[Data items]

####

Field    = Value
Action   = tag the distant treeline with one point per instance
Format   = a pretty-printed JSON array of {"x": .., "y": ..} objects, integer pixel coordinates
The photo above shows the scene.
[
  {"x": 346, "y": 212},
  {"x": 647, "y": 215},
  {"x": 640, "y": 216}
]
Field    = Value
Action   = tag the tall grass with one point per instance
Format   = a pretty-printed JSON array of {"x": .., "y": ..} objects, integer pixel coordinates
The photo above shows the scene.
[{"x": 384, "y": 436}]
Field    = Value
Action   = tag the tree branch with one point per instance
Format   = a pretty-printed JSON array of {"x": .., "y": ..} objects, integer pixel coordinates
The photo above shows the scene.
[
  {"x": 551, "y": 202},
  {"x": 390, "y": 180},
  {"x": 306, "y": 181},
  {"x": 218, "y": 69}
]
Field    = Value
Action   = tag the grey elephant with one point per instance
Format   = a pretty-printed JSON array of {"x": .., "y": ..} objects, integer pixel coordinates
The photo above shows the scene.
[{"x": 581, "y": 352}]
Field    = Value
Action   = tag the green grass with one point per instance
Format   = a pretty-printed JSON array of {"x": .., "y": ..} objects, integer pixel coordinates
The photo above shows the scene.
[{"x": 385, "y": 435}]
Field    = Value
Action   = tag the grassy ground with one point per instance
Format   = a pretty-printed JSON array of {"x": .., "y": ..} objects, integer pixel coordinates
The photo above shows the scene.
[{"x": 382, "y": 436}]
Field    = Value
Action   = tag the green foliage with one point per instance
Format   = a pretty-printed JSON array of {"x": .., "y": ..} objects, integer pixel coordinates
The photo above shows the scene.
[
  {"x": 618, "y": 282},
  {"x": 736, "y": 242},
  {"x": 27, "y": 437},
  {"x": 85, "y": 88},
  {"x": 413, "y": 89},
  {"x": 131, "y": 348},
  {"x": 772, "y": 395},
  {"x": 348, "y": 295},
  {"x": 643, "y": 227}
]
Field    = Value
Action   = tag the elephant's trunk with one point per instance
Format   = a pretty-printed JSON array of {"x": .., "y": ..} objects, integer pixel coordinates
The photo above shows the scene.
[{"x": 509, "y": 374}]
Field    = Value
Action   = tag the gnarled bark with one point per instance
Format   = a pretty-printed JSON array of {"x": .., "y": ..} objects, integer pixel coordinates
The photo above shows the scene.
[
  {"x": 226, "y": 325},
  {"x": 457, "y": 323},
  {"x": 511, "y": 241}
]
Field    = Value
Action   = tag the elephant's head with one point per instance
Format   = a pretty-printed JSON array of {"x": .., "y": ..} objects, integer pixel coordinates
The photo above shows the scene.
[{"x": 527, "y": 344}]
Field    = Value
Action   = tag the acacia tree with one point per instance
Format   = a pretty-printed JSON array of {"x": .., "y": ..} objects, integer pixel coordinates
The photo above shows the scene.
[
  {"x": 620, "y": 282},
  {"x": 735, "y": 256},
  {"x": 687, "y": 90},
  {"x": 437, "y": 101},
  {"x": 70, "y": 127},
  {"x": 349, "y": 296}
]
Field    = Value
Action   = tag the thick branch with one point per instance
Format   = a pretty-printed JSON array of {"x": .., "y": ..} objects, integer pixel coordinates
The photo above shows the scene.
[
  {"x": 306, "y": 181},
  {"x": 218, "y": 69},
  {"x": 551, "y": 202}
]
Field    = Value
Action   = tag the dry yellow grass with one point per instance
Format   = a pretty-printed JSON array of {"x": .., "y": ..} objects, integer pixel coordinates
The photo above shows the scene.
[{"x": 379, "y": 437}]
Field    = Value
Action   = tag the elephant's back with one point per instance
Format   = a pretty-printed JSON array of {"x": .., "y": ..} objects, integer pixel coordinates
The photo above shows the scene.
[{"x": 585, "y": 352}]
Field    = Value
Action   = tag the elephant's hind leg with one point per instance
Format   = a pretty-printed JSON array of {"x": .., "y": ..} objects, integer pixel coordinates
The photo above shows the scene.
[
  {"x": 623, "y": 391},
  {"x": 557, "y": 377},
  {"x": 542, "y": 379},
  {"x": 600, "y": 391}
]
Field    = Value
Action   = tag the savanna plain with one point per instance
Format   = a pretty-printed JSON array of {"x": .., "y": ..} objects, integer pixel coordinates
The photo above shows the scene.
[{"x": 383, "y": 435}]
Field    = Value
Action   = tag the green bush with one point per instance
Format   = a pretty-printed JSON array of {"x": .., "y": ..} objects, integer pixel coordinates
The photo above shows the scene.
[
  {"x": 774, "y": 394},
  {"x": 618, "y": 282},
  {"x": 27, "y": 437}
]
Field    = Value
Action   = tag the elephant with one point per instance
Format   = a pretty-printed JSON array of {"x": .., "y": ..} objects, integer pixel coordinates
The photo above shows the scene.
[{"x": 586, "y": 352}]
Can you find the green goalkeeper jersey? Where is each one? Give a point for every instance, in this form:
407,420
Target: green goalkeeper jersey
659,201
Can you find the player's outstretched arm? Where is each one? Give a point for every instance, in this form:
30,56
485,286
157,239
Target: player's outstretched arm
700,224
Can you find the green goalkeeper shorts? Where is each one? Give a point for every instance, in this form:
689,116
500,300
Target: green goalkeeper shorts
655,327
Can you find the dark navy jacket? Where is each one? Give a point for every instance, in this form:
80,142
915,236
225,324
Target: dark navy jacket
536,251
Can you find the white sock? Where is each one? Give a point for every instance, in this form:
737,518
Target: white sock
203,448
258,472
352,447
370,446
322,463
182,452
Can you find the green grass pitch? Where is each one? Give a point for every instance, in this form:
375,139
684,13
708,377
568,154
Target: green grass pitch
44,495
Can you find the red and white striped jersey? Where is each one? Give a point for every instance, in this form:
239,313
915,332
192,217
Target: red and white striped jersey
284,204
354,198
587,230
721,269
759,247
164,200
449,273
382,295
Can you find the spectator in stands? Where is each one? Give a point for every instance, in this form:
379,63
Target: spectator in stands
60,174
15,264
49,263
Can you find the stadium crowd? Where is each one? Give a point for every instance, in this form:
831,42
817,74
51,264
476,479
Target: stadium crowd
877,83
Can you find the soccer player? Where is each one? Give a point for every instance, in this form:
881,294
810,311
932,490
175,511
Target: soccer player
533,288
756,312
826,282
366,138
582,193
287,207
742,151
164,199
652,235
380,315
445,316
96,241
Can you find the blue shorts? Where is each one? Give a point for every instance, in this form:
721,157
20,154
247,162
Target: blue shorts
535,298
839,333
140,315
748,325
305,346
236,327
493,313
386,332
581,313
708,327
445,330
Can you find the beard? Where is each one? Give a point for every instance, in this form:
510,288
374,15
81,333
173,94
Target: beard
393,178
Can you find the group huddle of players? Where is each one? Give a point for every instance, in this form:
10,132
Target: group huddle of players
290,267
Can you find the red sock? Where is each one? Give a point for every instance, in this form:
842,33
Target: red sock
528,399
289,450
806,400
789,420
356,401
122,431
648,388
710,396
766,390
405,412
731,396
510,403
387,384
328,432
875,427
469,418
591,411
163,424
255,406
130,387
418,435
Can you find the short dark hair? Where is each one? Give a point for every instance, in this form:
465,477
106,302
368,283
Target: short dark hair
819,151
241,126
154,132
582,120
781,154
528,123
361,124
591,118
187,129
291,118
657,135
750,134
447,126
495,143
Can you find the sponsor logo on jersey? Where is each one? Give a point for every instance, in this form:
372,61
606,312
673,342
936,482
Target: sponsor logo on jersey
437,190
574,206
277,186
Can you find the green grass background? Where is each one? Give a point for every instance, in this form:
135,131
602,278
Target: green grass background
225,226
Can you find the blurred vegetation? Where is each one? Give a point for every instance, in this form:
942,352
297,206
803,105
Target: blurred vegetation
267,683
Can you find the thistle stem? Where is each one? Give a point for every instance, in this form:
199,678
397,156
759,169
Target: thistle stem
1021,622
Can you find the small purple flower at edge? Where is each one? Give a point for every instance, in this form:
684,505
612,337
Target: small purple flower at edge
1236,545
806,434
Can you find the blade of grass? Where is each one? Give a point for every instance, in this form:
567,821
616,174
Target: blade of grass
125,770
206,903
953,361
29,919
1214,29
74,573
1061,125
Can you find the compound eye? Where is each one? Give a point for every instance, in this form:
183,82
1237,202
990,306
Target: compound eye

####

**What is needed**
Reproduce, word for word, every line starting at the line that contains "Can you find the blurred" and ending with the final line of the entries.

**Written response**
Can you find the blurred vegetation? Where is each one? Give a point for every instance, in this form:
942,352
297,206
803,105
Target: blurred vegetation
267,683
Can you find the thistle stem? Where is each one? Give a point for every instance, in this form:
199,678
397,156
759,169
Target: thistle stem
1021,622
Can you find the small purple flower at edge? Where is each one? Give a point for every instance, in this form:
684,505
612,337
Target: small purple flower at edge
1236,545
806,434
Can you find the blade of grass? Where is each one? Give a point for every instance, in this form:
567,821
616,174
Target: blade of grass
125,770
206,903
953,361
29,919
1214,29
74,573
1061,125
Can you find the compound eye? Where is each one? Give a point for every instance, in this form:
183,82
1237,202
990,306
Target: compound eye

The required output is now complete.